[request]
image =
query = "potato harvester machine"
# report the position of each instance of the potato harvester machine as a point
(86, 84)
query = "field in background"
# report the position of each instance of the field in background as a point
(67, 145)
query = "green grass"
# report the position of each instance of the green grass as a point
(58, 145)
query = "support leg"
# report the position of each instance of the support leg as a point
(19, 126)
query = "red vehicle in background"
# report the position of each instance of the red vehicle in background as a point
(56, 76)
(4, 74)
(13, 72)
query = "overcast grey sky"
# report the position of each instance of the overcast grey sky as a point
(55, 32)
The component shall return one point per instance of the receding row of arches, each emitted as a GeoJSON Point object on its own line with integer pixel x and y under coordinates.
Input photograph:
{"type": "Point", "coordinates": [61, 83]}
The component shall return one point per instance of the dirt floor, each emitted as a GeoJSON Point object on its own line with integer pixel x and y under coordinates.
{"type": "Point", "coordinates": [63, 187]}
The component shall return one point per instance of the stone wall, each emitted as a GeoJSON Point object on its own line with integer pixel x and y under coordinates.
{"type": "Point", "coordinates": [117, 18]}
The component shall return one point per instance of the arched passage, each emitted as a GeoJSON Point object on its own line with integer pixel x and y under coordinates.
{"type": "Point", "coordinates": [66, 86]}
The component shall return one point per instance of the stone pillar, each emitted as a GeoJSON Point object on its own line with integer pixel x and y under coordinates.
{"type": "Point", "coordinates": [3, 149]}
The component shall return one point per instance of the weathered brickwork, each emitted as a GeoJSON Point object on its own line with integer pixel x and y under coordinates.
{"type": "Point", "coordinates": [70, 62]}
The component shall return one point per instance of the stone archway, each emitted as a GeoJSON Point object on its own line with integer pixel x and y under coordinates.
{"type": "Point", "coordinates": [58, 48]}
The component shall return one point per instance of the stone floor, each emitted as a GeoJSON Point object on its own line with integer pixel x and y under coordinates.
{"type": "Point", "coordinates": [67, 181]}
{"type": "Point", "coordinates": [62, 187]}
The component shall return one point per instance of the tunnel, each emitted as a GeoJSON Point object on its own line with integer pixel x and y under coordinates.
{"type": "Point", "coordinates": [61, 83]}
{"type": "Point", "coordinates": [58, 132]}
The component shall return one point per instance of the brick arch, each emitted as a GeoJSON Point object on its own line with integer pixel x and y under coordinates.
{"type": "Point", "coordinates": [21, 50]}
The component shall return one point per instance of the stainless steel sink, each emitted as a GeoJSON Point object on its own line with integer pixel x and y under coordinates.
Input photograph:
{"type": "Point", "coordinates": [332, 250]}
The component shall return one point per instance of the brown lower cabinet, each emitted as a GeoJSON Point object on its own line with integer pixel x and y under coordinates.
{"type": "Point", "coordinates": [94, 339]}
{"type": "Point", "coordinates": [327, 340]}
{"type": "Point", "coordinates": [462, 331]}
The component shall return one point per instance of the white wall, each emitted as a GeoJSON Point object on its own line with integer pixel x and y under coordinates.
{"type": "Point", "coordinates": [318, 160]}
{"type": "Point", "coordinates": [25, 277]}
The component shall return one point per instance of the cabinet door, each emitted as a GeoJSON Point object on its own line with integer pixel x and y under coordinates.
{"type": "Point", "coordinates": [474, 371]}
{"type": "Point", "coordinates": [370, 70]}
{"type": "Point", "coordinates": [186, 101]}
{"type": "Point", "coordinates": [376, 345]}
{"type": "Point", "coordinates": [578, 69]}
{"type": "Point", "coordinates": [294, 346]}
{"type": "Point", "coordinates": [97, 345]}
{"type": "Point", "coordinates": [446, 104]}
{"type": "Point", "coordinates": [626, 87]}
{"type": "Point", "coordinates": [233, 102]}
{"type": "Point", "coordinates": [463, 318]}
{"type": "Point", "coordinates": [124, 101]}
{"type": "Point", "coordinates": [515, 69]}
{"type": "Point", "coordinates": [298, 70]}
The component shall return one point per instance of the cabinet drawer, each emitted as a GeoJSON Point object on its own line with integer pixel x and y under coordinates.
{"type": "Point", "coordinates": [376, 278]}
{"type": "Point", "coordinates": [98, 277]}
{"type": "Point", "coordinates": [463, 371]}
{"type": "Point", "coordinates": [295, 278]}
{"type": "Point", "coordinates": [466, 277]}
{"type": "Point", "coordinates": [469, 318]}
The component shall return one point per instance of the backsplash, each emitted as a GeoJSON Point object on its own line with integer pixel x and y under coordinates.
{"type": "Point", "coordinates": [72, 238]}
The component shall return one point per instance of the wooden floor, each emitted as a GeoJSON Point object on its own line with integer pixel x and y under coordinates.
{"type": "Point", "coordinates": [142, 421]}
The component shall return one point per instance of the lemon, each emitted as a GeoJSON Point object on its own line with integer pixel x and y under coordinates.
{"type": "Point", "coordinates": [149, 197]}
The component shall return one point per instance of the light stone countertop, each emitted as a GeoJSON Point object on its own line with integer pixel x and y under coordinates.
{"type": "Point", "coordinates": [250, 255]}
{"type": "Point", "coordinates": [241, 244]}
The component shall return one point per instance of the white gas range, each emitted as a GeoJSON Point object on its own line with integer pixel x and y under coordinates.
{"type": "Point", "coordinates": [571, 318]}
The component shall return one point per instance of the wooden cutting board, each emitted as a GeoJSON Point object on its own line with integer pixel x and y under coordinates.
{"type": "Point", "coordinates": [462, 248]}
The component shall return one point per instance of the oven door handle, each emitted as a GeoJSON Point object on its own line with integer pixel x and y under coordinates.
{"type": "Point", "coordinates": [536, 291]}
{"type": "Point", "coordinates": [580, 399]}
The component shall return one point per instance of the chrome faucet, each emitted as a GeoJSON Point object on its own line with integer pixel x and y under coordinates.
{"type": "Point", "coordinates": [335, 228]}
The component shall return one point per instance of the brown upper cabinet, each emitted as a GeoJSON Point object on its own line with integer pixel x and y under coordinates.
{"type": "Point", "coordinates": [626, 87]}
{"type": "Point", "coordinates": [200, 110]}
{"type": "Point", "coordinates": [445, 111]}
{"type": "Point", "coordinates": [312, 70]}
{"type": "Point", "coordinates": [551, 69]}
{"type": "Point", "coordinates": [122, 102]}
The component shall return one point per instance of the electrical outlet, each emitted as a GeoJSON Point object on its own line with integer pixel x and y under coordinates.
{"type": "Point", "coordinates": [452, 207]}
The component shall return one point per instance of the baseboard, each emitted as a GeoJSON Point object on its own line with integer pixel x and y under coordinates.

WORK INSTRUCTIONS: Update the material above by replacing "The component shall return" with "The module must return" wherever it occurs, and leave everything else unchanged.

TASK ANSWER:
[request]
image =
query = "potato harvester machine"
# report the position of each instance of the potato harvester machine as a point
(86, 84)
query = "field in background"
# report the position of each instance of the field in background as a point
(67, 145)
query = "green grass"
# report the position of each instance of the green grass as a point
(58, 145)
query = "support leg"
# report the position of each instance of the support leg as a point
(19, 126)
query = "red vehicle in background"
# report the position of each instance of the red vehicle in background as a point
(56, 76)
(4, 74)
(13, 72)
query = "overcast grey sky"
# report the position of each instance of the overcast grey sky as a point
(55, 32)
The module must return one point per instance of the receding row of arches, each emitted as a GeoJSON Point object on its own line with integer pixel x and y under coordinates.
Input photograph:
{"type": "Point", "coordinates": [61, 83]}
The module must return one point per instance of the dirt floor, each emitted as a GeoJSON Point object on its own line with integer pixel x and y under coordinates.
{"type": "Point", "coordinates": [63, 187]}
The module must return one point per instance of the stone wall, each emitted as a GeoJSON Point object on its own line with integer pixel x and y under coordinates.
{"type": "Point", "coordinates": [117, 18]}
The module must return one point per instance of the arched passage, each emitted as a GeoJSON Point object on its own line with integer pixel x and y under coordinates.
{"type": "Point", "coordinates": [66, 86]}
The module must return one point per instance of the stone pillar, each emitted as a GeoJSON Point object on its own line with integer pixel x and y under coordinates.
{"type": "Point", "coordinates": [3, 149]}
The module must return one point per instance of the weathered brickwork, each emitted as a GeoJSON Point object on its own line with integer pixel x and y under coordinates.
{"type": "Point", "coordinates": [70, 62]}
The module must return one point per instance of the stone archway, each emitted as a GeoJSON Point object on its own line with integer pixel x and y under coordinates.
{"type": "Point", "coordinates": [58, 48]}
The module must return one point per instance of the stone floor, each emitted as a GeoJSON Point object on its own line with integer pixel x and y under coordinates.
{"type": "Point", "coordinates": [67, 181]}
{"type": "Point", "coordinates": [62, 187]}
The module must return one point per instance of the tunnel, each emitted as a GeoJSON Point object on its own line with integer pixel x and y under coordinates.
{"type": "Point", "coordinates": [61, 83]}
{"type": "Point", "coordinates": [58, 132]}
The module must return one point per instance of the brick arch, each emitted as a GeoJSON Point object on its own line with integer pixel x and y under coordinates.
{"type": "Point", "coordinates": [21, 50]}
The module must return one point per instance of the stainless steel sink, each emitted as a GeoJSON Point object on its own line with integer pixel x and y under coordinates.
Input photograph:
{"type": "Point", "coordinates": [332, 250]}
The module must return one point per instance of the brown lower cabinet, each emitted as a GeoJSON Point object on its own line with integer pixel x and y under coordinates.
{"type": "Point", "coordinates": [94, 339]}
{"type": "Point", "coordinates": [327, 340]}
{"type": "Point", "coordinates": [462, 331]}
The module must return one point per instance of the white wall, each emitted as a GeoJSON Point object on its own line with integer pixel x and y under coordinates.
{"type": "Point", "coordinates": [318, 160]}
{"type": "Point", "coordinates": [25, 277]}
The module must return one point per instance of the cabinet door, each emitted as a GeoJSON Point object on its own line with integer pixel x and y under coordinates.
{"type": "Point", "coordinates": [474, 371]}
{"type": "Point", "coordinates": [370, 70]}
{"type": "Point", "coordinates": [186, 101]}
{"type": "Point", "coordinates": [376, 345]}
{"type": "Point", "coordinates": [578, 69]}
{"type": "Point", "coordinates": [294, 346]}
{"type": "Point", "coordinates": [97, 345]}
{"type": "Point", "coordinates": [446, 104]}
{"type": "Point", "coordinates": [626, 87]}
{"type": "Point", "coordinates": [233, 102]}
{"type": "Point", "coordinates": [463, 318]}
{"type": "Point", "coordinates": [124, 101]}
{"type": "Point", "coordinates": [515, 69]}
{"type": "Point", "coordinates": [298, 70]}
The module must return one point per instance of the cabinet drawer, each emitted as a GeoJSON Point object on its own line with integer pixel x and y under coordinates.
{"type": "Point", "coordinates": [376, 278]}
{"type": "Point", "coordinates": [98, 277]}
{"type": "Point", "coordinates": [463, 371]}
{"type": "Point", "coordinates": [295, 278]}
{"type": "Point", "coordinates": [466, 277]}
{"type": "Point", "coordinates": [469, 318]}
The module must return one point per instance of the backsplash, each emitted as a GeoJSON Point object on its own line with integer pixel x and y under coordinates.
{"type": "Point", "coordinates": [72, 238]}
The module must return one point per instance of the wooden floor, each emitted as a GeoJSON Point object on its own line with integer pixel x and y under coordinates.
{"type": "Point", "coordinates": [142, 421]}
The module must return one point per instance of the lemon, each emitted as a GeoJSON Point object on its own line with integer pixel x and y under coordinates.
{"type": "Point", "coordinates": [149, 197]}
The module must return one point per instance of the light stone countertop, each emitted as a GeoJSON Point object on its own line with integer pixel x and y under coordinates.
{"type": "Point", "coordinates": [250, 255]}
{"type": "Point", "coordinates": [241, 244]}
The module must return one point per instance of the white gas range, each emitted as a GeoJSON Point object on its own line with integer pixel x and y under coordinates.
{"type": "Point", "coordinates": [571, 318]}
The module must return one point per instance of the wooden cutting board, each emitted as a GeoJSON Point object on its own line with integer pixel x and y under coordinates.
{"type": "Point", "coordinates": [462, 248]}
The module must return one point per instance of the oven door handle, each emitted as a GeoJSON Point object on its own line with integer pixel x and y under coordinates.
{"type": "Point", "coordinates": [536, 291]}
{"type": "Point", "coordinates": [580, 399]}
The module must return one point per instance of the chrome faucet, each emitted as a GeoJSON Point object on its own line with integer pixel x and y under coordinates.
{"type": "Point", "coordinates": [335, 228]}
The module must return one point per instance of the brown upper cabinet, each emitted as a GeoJSON Point object on its own line with integer pixel x and y under coordinates.
{"type": "Point", "coordinates": [626, 87]}
{"type": "Point", "coordinates": [200, 110]}
{"type": "Point", "coordinates": [445, 111]}
{"type": "Point", "coordinates": [312, 70]}
{"type": "Point", "coordinates": [551, 69]}
{"type": "Point", "coordinates": [122, 102]}
The module must return one point per instance of the electrical outlet, each emitted as a GeoJSON Point object on its own line with integer pixel x and y under coordinates.
{"type": "Point", "coordinates": [452, 207]}
The module must return one point per instance of the baseboard, each emitted as a GeoJSON Point object on its own line with integer pixel x and y under coordinates.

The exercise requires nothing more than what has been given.